Directive: Count the lines below that contain the word "denim" and reply with the number alone.

Data section:
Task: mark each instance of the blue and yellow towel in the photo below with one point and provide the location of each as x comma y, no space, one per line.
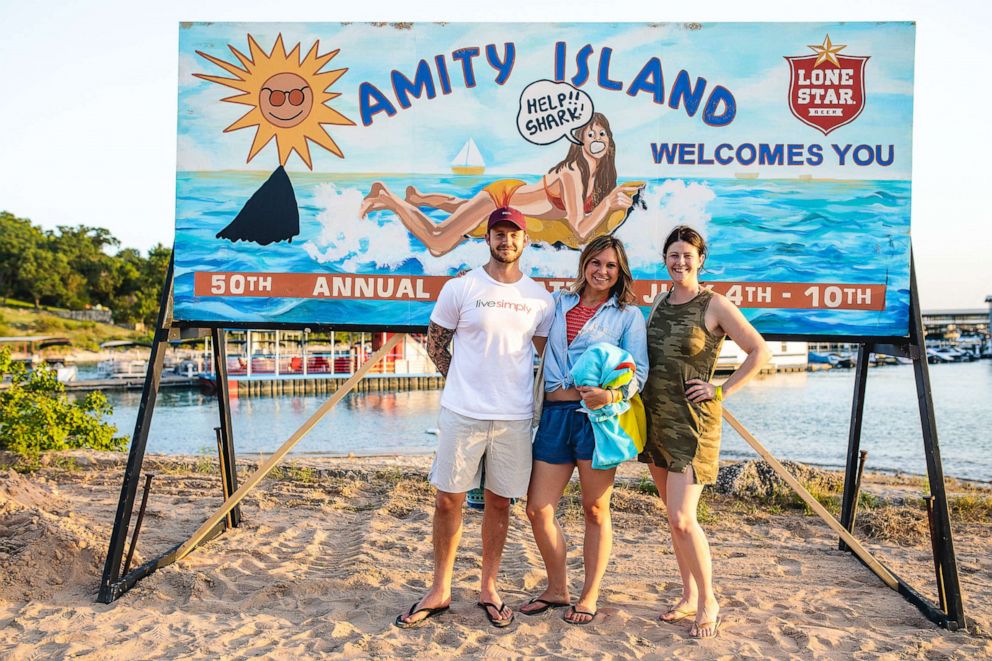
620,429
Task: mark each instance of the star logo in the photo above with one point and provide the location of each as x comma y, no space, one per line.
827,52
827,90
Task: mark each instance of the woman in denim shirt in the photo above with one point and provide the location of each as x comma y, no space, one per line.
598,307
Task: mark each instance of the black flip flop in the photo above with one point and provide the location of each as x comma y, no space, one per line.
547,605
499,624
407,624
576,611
* * *
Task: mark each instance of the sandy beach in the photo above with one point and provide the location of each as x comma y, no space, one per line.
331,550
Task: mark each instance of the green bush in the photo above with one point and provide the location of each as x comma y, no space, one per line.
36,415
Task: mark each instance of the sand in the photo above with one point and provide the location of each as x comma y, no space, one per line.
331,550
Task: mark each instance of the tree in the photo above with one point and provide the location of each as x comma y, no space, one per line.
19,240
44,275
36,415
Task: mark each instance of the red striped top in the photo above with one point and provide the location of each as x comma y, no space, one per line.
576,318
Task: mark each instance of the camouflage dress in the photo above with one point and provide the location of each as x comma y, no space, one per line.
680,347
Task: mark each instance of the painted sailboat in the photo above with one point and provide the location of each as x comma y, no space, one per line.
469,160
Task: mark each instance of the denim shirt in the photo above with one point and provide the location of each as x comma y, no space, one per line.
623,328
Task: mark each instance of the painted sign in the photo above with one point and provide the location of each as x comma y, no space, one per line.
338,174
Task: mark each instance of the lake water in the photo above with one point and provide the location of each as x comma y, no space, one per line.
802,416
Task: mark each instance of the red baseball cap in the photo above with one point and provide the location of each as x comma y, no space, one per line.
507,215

Output: 2